-- WHAT IS BEING ASKED --
How many of the lines below contain the word "window"? Reply with the number alone.

-- PROVIDED RECORDS --

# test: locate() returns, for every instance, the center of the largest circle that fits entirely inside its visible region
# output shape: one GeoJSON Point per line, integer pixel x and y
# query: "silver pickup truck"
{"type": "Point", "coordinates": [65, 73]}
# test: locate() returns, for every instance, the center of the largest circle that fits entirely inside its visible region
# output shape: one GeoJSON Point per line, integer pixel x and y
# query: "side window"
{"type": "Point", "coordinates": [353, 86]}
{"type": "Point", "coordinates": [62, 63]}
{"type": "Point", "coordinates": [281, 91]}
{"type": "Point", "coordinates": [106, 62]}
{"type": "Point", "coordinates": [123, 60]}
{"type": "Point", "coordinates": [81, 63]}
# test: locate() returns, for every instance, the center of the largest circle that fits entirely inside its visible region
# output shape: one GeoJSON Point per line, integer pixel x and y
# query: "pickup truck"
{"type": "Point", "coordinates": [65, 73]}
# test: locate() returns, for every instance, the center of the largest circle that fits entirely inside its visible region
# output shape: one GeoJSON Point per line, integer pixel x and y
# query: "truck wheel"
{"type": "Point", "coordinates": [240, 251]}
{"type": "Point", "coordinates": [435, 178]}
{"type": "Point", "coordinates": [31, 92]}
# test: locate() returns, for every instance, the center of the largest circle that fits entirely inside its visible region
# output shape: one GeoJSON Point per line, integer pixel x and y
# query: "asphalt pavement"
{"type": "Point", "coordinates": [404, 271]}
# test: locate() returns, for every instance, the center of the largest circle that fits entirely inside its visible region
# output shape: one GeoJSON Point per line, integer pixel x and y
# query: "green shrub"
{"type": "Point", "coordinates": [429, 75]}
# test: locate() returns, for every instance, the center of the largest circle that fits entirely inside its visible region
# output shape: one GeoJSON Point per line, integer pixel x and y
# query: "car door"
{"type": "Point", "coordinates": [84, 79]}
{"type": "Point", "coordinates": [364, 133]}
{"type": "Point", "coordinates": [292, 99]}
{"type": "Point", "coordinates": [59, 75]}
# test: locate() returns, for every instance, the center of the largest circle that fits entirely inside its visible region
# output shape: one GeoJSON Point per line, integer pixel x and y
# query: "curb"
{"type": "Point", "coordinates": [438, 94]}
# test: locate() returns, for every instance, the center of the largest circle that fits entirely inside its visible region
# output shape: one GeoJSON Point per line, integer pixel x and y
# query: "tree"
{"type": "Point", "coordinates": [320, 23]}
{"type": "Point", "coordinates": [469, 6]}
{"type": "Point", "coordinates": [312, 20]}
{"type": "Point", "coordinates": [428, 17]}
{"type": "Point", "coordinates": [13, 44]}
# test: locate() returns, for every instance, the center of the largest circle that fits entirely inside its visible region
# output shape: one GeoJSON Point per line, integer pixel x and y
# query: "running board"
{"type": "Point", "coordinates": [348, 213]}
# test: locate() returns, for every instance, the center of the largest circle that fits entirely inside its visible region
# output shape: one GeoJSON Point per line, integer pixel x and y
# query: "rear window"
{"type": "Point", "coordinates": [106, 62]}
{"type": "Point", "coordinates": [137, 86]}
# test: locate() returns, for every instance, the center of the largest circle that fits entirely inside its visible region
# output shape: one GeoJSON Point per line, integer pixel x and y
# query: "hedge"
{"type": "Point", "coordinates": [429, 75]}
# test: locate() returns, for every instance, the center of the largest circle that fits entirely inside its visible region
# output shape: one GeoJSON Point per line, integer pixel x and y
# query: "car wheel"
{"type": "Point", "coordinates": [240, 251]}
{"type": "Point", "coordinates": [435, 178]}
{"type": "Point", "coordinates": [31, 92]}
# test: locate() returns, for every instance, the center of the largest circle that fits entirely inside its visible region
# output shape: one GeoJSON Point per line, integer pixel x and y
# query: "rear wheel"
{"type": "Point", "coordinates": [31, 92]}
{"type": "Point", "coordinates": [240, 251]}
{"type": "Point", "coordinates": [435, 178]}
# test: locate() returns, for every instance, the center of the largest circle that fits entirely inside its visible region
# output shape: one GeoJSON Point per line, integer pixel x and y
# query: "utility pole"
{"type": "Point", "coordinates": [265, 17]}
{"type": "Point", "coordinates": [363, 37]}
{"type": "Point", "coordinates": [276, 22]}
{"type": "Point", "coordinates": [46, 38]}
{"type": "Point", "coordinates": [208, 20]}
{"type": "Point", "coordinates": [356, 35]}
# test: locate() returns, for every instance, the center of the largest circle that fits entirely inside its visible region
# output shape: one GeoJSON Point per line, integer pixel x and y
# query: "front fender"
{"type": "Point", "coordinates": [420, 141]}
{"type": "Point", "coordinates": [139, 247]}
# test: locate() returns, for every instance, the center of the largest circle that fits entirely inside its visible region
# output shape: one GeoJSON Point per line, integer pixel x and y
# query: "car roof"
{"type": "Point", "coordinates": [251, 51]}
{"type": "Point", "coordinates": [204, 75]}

-- ANSWER TO THIS EXERCISE --
2